EXERCISE INSTRUCTIONS:
Please retype the data below in full.

PROVIDED DATA:
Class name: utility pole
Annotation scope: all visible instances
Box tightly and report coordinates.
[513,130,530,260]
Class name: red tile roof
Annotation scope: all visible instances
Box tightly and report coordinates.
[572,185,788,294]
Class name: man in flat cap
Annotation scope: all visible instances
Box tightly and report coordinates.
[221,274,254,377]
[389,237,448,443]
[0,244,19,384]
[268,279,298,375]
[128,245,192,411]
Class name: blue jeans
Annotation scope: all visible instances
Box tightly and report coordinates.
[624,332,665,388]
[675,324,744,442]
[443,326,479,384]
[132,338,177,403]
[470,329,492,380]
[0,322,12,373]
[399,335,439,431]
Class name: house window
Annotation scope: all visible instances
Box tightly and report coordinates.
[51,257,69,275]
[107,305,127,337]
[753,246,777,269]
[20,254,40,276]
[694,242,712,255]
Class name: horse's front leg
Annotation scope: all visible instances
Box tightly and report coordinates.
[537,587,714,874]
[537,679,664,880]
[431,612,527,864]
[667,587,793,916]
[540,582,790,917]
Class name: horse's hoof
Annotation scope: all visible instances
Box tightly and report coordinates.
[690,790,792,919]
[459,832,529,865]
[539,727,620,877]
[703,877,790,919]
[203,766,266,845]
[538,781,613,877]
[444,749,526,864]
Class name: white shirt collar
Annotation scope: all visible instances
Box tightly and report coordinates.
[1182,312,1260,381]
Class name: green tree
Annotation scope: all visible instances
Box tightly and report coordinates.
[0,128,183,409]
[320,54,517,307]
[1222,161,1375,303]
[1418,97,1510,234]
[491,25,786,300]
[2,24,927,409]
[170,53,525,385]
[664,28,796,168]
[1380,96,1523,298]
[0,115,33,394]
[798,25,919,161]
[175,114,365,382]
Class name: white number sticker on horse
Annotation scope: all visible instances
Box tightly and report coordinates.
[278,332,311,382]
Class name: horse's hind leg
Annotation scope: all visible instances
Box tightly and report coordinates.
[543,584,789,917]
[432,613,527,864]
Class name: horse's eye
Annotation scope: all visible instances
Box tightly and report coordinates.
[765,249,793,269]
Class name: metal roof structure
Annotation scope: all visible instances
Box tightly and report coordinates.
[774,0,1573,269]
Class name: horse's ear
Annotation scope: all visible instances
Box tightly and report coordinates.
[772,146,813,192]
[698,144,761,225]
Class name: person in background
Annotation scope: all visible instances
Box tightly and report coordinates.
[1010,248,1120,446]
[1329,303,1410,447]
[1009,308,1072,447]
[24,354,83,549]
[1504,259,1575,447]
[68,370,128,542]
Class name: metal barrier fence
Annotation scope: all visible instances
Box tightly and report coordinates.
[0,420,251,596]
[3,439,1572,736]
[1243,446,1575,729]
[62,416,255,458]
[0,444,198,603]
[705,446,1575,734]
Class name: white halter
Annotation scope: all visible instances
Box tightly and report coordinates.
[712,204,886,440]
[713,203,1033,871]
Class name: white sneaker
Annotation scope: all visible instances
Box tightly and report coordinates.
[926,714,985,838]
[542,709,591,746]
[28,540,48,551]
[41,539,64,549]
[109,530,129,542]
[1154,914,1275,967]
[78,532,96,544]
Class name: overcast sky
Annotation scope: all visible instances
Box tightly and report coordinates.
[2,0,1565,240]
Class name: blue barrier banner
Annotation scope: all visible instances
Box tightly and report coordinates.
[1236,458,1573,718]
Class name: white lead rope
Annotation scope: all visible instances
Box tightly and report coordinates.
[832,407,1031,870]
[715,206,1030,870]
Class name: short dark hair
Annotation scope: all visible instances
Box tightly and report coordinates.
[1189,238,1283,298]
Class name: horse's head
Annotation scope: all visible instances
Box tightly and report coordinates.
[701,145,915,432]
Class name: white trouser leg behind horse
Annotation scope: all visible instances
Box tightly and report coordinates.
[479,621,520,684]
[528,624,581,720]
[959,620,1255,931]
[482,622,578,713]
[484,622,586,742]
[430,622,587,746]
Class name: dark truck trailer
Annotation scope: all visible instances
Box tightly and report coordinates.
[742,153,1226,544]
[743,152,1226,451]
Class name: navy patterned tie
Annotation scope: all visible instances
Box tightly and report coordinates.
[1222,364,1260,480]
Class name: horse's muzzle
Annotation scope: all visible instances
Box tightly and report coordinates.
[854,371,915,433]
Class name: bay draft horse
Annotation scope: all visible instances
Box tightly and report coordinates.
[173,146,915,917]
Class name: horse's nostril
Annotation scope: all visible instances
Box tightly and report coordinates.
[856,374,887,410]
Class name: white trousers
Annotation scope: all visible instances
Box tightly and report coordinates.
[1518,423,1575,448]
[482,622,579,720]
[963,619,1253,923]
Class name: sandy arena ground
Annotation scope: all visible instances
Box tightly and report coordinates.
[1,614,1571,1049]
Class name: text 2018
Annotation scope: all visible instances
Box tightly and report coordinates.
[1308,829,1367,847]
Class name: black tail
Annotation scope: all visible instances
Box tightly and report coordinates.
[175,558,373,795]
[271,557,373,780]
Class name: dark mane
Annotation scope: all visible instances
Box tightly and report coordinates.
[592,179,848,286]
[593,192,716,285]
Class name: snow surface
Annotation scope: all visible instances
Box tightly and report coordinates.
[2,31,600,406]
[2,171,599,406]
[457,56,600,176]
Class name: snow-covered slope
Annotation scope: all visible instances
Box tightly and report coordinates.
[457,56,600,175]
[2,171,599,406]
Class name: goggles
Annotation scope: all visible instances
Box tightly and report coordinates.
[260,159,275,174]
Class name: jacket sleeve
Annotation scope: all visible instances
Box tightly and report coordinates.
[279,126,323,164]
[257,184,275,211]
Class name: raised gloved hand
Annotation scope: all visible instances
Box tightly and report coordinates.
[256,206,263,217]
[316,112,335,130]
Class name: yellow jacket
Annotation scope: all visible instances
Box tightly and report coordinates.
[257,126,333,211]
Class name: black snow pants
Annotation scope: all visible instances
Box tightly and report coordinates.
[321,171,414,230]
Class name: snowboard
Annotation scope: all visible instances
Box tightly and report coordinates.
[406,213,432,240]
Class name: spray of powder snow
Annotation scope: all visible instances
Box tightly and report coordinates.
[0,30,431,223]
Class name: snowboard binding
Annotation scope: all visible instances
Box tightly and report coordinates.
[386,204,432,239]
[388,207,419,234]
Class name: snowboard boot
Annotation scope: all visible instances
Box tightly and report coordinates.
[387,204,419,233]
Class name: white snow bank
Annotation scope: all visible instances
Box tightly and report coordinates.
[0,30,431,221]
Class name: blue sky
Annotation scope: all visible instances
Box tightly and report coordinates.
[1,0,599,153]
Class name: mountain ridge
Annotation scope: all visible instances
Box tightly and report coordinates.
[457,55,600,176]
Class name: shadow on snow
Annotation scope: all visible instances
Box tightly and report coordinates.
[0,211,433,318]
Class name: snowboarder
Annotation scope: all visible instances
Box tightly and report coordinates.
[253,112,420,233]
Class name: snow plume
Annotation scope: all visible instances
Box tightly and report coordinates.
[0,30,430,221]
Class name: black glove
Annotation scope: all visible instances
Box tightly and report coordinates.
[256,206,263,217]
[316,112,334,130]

WRITTEN REPLY:
Class name: utility pole
Annotation scope: all visible instances
Box tightly and report coordinates.
[513,130,530,260]
Class name: red tile roof
Annotation scope: all visible instances
Box tightly and report coordinates.
[572,185,788,294]
Class name: man in flat cap
Annotation scope: all visible instances
Box tightly and report coordinates.
[221,274,254,377]
[389,237,448,443]
[0,244,19,384]
[268,279,298,375]
[128,245,192,411]
Class name: blue jeans
Annotation scope: all visible instances
Box tightly and report coordinates.
[624,332,665,388]
[675,324,744,442]
[443,326,479,384]
[132,338,177,403]
[470,329,492,380]
[0,322,12,373]
[399,335,439,431]
Class name: house window
Annotation scope: all visible instances
Box tightly and report coordinates.
[51,257,69,275]
[107,305,127,337]
[753,246,777,269]
[20,254,40,276]
[694,242,712,255]
Class name: horse's front leg
Annotation scope: all visible instances
Box tightly and report coordinates.
[537,587,714,874]
[537,679,664,880]
[431,612,527,864]
[667,587,793,916]
[540,582,790,917]
Class name: horse's hoof
Annotation scope: all visible instances
Box tightly and report coordinates.
[690,790,792,919]
[459,832,529,865]
[539,727,620,877]
[703,877,790,919]
[203,766,266,845]
[538,781,613,877]
[444,749,526,864]
Class name: white shirt collar
Annotation scope: all visible instances
Box tightly and report coordinates.
[1182,312,1260,381]
Class name: green tree
Annotation scope: all visible instances
Box tightly and report coordinates.
[0,128,183,409]
[320,54,517,307]
[1222,161,1375,303]
[1418,97,1510,234]
[491,25,786,300]
[2,24,927,409]
[170,53,525,385]
[664,28,796,168]
[1380,96,1523,298]
[0,115,33,394]
[798,25,919,161]
[175,114,365,382]
Class name: white number sticker on horse
Annotation scope: all visible instances
Box tightly and report coordinates.
[278,332,311,382]
Class name: horse's hind leg
Annotation scope: all visible instances
Box tightly and report coordinates.
[543,584,789,917]
[432,613,527,864]
Class name: horse's eye
Annotation scope: all visible instances
Box tightly and report coordinates.
[765,249,793,269]
Class name: metal roof structure
Annotation scope: all visible instances
Box tightly and report coordinates.
[774,0,1573,269]
Class name: horse's ear
Annotation scope: all visible instances
Box tightly and report coordinates.
[772,146,813,192]
[698,144,761,225]
Class name: person in background
Annotation scope: all visible instances
Box tightly and report coordinates.
[1010,248,1120,446]
[1329,303,1410,447]
[1009,308,1072,447]
[24,354,83,549]
[1504,259,1575,447]
[68,370,128,542]
Class name: metal barrier fence
Annotation scope: all visible instances
Box tightly and report coordinates.
[0,420,251,596]
[3,439,1572,736]
[1243,446,1575,729]
[62,416,255,458]
[0,444,198,603]
[705,446,1575,734]
Class name: white halter
Annotation scope: all visible instances
Box tightly and report coordinates.
[712,204,886,440]
[713,203,1033,871]
Class name: white sneaker
Annotation scope: all visible instances
Box tightly and report coordinates.
[926,714,985,838]
[542,709,591,746]
[28,540,48,551]
[41,539,64,549]
[109,530,129,542]
[1154,914,1275,967]
[78,532,96,544]
Class name: overcast sky
Annotation scope: all visible instances
Box tightly and report coordinates.
[2,0,1565,240]
Class name: blue barrier banner
Annotation scope: all visible instances
Box tightly and report coordinates.
[1236,458,1573,718]
Class name: white lead rope
Annotation scope: all visible instances
Box tightly and report coordinates.
[832,407,1031,870]
[715,206,1030,870]
Class name: short dark hair
Annotation scope: all visible instances
Box tightly and report coordinates.
[1189,238,1283,298]
Class name: horse's head
Annotation scope: all visible instances
Box tightly and report coordinates.
[701,145,915,432]
Class name: white trouser leg behind horse
Annotation scope: all visible instances
Box tightly and report coordinates.
[479,621,520,684]
[528,624,581,720]
[959,620,1255,931]
[482,622,578,713]
[484,622,586,742]
[430,622,587,746]
Class name: dark truck trailer
Annotation scope: all visible instances
Box tightly and report coordinates.
[742,153,1226,544]
[743,152,1226,451]
Class name: navy patterned tie
Annotation scope: all visible instances
Box tightly and report coordinates.
[1222,364,1260,480]
Class name: horse's muzzle
Annotation scope: all visible instances
Box tightly and report coordinates.
[854,371,915,433]
Class name: bay draft horse
Annotation scope: all visible instances
Box tightly and report coordinates.
[173,146,915,917]
Class name: horse's nostril
Annotation scope: all visible instances
Box tightly and report coordinates.
[856,374,887,410]
Class name: white trousers
Annotation scope: all visible instances
Box tightly and report coordinates.
[1518,423,1575,448]
[482,622,579,720]
[963,619,1253,923]
Class name: sandy arena ground
Annotation scope: all visible instances
Box tightly and report coordinates.
[1,614,1571,1049]
Class name: text 2018
Annotation scope: all visible instances
Box tightly and report coordinates.
[1308,829,1367,847]
Class name: black tail
Annotation scope: all visible instances
Box tightly and report coordinates.
[175,558,373,795]
[271,557,373,780]
Class name: dark mane
Annotation scope: all visible instances
Box tightly and report coordinates.
[592,179,848,286]
[593,192,716,285]
Class name: snow surface
Annotation scope: all visible instances
Box tightly and report coordinates.
[2,31,600,406]
[2,171,599,406]
[457,56,600,176]
Class name: snow-covered slope
Annotation scope: all visible instances
Box tightly and report coordinates.
[457,56,600,175]
[2,171,599,406]
Class name: goggles
Annotation scope: all visible instances
Box tightly and report coordinates.
[260,159,275,174]
Class name: jacket sleeve
Annotation scope: all visible instances
Box tightly and report coordinates.
[279,126,323,164]
[257,184,275,211]
Class name: raised gloved hand
Annotation scope: all visible instances
Box tightly and report coordinates.
[256,206,263,217]
[316,112,335,130]
Class name: yellow jacket
Annotation scope: all visible instances
Box tightly and report coordinates.
[257,126,333,211]
Class name: black snow pants
Annotation scope: all visible instances
Box tightly and report coordinates.
[321,171,414,230]
Class name: snowboard
Annotation scope: all visible instances
Box tightly and report coordinates.
[406,213,432,240]
Class name: spray of powder snow
Annotation scope: all visible instances
Box tightly and report coordinates.
[0,30,431,223]
Class name: snowboard binding
Annotation scope: all visible instances
Box tightly and report coordinates.
[386,204,432,239]
[388,207,419,234]
Class name: snowboard boot
Annotation scope: all visible instances
Box tightly and report coordinates.
[387,204,419,233]
Class name: white snow bank
Annotation scope: all visible instances
Box tightly and report coordinates.
[0,30,431,221]
Class name: blue sky
Annotation scope: all visible instances
Box tightly and report coordinates.
[1,0,599,153]
Class name: mountain ridge
Annotation scope: all visible instances
Box tightly and report coordinates.
[457,55,600,176]
Class name: shadow on snow
Annotation scope: all visible instances
Box tightly and report coordinates.
[0,211,433,318]
Class name: snowboarder
Annotation scope: all visible instances
Box tightly and report coordinates.
[253,112,420,233]
Class name: snow plume
Annotation scope: all visible instances
Box tightly and report coordinates.
[0,30,430,221]
Class name: black glove
Annotation scope: all visible instances
Box tightly and report coordinates.
[256,206,263,217]
[316,112,334,130]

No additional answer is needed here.